AIM OF THE TASK:
Reproduce the opening lines of the records exactly, up to and including the line in which "Class to detect: grass" occurs.

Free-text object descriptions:
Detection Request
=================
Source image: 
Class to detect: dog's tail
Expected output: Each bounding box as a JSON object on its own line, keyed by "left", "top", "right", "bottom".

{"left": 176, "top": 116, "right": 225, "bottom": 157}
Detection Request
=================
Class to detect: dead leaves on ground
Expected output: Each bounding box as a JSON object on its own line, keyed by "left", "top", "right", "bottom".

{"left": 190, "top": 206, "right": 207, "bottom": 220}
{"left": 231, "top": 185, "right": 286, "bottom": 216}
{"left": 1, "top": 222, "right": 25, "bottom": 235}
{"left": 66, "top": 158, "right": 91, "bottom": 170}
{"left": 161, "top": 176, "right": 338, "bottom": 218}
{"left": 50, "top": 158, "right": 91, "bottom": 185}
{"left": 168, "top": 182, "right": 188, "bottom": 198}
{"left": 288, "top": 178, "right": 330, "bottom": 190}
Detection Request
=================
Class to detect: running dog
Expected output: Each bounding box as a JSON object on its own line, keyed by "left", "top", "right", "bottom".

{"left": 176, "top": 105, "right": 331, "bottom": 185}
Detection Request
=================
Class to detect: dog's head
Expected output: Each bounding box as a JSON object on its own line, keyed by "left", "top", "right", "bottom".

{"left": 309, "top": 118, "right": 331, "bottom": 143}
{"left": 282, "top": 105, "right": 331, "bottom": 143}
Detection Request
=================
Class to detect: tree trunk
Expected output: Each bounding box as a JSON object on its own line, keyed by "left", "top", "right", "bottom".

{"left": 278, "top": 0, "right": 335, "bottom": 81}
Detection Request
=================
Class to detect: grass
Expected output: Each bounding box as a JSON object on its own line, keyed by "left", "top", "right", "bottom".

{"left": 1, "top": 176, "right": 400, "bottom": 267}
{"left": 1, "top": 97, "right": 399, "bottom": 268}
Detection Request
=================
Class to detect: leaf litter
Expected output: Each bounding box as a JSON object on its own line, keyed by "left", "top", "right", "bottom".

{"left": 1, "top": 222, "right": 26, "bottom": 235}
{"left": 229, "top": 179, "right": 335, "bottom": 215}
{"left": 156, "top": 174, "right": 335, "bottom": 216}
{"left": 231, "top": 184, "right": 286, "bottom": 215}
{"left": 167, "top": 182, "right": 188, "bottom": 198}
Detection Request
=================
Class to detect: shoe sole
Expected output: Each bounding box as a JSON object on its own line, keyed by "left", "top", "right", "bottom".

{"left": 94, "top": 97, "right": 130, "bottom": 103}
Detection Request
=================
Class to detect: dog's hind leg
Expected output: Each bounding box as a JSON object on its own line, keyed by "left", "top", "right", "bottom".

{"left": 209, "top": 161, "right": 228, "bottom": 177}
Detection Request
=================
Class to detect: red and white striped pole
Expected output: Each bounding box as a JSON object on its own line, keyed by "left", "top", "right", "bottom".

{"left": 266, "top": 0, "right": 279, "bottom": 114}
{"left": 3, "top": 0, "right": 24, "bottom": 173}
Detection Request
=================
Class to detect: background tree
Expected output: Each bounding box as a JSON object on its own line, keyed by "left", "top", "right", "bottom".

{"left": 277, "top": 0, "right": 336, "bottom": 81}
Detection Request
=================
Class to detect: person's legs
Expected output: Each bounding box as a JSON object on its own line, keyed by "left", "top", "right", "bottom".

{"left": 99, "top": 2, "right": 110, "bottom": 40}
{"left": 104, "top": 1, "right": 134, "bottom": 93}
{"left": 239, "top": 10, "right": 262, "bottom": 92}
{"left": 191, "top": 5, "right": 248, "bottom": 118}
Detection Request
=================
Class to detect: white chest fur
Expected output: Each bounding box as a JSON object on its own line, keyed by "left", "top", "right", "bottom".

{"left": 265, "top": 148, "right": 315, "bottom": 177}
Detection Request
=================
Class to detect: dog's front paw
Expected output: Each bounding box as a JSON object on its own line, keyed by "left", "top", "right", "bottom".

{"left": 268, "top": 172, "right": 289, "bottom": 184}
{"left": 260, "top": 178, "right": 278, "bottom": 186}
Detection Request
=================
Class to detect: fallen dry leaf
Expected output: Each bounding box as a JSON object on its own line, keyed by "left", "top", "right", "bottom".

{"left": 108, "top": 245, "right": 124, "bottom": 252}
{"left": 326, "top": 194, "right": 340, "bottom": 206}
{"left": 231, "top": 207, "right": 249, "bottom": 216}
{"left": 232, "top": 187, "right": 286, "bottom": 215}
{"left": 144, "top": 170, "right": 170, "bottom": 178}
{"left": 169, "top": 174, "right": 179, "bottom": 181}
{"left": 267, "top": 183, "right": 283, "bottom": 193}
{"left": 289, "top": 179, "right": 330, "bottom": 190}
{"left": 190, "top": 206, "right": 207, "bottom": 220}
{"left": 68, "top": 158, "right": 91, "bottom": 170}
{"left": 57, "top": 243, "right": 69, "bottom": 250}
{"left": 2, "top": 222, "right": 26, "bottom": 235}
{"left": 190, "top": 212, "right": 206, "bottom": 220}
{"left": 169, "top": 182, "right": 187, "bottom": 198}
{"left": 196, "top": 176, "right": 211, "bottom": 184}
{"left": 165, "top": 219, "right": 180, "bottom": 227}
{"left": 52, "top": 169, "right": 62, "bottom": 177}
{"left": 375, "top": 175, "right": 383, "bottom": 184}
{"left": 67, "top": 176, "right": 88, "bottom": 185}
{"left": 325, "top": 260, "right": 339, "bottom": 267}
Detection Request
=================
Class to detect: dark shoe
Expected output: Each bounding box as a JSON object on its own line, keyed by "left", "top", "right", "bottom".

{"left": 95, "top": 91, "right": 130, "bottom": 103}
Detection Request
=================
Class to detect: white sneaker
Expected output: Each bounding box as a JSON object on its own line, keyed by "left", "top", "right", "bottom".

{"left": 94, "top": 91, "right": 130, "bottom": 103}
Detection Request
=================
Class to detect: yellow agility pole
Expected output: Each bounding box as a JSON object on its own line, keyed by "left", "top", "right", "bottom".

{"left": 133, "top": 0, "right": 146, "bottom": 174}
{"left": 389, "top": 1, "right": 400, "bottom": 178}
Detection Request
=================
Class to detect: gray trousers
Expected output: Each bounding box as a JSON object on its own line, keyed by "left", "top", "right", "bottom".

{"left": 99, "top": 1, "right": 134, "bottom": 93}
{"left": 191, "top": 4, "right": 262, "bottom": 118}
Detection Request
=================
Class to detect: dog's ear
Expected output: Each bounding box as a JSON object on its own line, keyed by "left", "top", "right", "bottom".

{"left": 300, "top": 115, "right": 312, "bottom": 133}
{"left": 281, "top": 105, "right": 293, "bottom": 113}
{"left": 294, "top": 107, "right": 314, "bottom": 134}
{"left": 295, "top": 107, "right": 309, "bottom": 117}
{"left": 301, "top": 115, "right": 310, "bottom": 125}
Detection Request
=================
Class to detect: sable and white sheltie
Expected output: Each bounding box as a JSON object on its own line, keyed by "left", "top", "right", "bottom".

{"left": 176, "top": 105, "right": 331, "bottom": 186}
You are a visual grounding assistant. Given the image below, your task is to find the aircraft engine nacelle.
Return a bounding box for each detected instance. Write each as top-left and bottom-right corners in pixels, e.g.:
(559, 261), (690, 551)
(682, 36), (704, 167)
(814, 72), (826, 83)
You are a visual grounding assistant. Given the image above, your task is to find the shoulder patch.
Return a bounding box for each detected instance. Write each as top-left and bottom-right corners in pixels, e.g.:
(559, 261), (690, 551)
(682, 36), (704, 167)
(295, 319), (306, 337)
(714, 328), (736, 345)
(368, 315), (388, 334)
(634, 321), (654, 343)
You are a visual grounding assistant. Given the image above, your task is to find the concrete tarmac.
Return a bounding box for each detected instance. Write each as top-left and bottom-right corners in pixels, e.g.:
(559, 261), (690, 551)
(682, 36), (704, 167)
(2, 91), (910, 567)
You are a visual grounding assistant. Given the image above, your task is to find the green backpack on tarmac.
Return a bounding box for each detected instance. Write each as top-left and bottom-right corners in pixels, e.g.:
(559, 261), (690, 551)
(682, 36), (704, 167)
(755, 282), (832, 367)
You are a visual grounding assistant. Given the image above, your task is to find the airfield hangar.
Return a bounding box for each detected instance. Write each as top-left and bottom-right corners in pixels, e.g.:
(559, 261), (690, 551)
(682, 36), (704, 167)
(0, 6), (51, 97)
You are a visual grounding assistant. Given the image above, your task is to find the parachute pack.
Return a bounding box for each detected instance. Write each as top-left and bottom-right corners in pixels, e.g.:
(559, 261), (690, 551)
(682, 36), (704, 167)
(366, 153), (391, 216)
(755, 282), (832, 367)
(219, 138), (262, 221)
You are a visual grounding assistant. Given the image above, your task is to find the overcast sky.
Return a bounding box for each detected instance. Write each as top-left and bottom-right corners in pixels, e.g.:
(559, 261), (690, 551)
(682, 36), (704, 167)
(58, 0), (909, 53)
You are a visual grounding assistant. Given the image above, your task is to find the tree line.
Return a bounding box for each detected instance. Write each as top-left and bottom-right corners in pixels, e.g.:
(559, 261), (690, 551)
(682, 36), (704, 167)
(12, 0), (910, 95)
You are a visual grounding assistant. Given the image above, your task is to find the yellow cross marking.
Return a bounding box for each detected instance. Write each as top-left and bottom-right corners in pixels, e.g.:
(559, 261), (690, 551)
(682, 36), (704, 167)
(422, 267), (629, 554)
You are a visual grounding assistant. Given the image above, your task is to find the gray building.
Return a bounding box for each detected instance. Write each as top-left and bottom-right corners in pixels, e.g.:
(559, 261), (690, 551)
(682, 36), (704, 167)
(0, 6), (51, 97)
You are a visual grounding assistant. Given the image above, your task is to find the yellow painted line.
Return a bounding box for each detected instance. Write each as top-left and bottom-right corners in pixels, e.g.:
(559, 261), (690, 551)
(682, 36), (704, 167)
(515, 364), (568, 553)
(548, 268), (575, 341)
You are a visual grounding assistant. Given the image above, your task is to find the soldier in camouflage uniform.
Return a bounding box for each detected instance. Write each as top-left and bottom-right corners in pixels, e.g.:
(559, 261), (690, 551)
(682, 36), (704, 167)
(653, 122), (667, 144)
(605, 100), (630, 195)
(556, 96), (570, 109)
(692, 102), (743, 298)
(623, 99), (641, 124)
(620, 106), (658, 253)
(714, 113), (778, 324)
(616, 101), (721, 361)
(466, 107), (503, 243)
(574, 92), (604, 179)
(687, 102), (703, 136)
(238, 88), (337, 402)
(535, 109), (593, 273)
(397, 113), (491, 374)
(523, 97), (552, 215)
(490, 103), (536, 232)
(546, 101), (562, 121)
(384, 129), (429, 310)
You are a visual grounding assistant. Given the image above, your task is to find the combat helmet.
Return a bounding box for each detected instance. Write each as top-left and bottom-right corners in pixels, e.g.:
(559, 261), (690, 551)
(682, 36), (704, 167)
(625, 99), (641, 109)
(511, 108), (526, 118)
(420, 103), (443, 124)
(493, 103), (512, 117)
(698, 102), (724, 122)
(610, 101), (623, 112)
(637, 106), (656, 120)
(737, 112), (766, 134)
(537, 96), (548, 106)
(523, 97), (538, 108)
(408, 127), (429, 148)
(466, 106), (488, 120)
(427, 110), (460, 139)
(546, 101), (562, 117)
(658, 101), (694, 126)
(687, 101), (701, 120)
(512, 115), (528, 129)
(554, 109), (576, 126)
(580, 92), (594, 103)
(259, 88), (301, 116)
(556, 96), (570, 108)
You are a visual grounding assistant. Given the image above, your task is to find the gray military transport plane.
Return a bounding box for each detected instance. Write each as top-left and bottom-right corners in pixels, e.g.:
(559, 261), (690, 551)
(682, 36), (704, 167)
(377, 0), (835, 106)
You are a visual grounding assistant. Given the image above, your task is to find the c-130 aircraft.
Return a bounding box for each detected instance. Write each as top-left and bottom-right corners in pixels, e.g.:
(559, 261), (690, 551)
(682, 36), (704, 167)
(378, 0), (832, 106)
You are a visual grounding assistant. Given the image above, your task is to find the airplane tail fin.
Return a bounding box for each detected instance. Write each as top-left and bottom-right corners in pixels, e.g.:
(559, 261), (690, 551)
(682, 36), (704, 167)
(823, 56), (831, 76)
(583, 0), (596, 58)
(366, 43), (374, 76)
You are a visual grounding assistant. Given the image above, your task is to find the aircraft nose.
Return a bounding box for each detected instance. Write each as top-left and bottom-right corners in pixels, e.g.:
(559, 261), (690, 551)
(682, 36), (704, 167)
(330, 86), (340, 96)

ANSWER TO THE EXERCISE:
Detection Request
=================
Source image: 
Class to detect: dog's tail
Expected output: Each bounding box as a JSON object on its own line, keyed by "left", "top", "right", "bottom".

{"left": 176, "top": 116, "right": 225, "bottom": 157}
Detection Request
=================
Class to detect: dead leaves on ground
Expected output: Each bounding box as a JSON object on its own line, keyed by "left", "top", "right", "bottom".

{"left": 190, "top": 206, "right": 207, "bottom": 220}
{"left": 231, "top": 185, "right": 286, "bottom": 216}
{"left": 1, "top": 222, "right": 25, "bottom": 235}
{"left": 66, "top": 158, "right": 91, "bottom": 170}
{"left": 161, "top": 176, "right": 338, "bottom": 218}
{"left": 50, "top": 158, "right": 91, "bottom": 185}
{"left": 168, "top": 182, "right": 188, "bottom": 198}
{"left": 288, "top": 178, "right": 330, "bottom": 190}
Detection Request
=================
Class to detect: running dog
Expected output: Each bounding box as a JSON object on its own line, keyed by "left", "top", "right", "bottom".

{"left": 176, "top": 105, "right": 331, "bottom": 185}
Detection Request
=================
Class to detect: dog's head
Expected output: Each bounding box as a JSON object on its own line, keyed by "left", "top", "right", "bottom".

{"left": 309, "top": 118, "right": 331, "bottom": 143}
{"left": 282, "top": 105, "right": 331, "bottom": 143}
Detection Request
=================
Class to detect: tree trunk
Expected output: Each bounding box as a JSON object on its own line, keyed by "left", "top", "right", "bottom".

{"left": 278, "top": 0, "right": 335, "bottom": 81}
Detection Request
=================
Class to detect: grass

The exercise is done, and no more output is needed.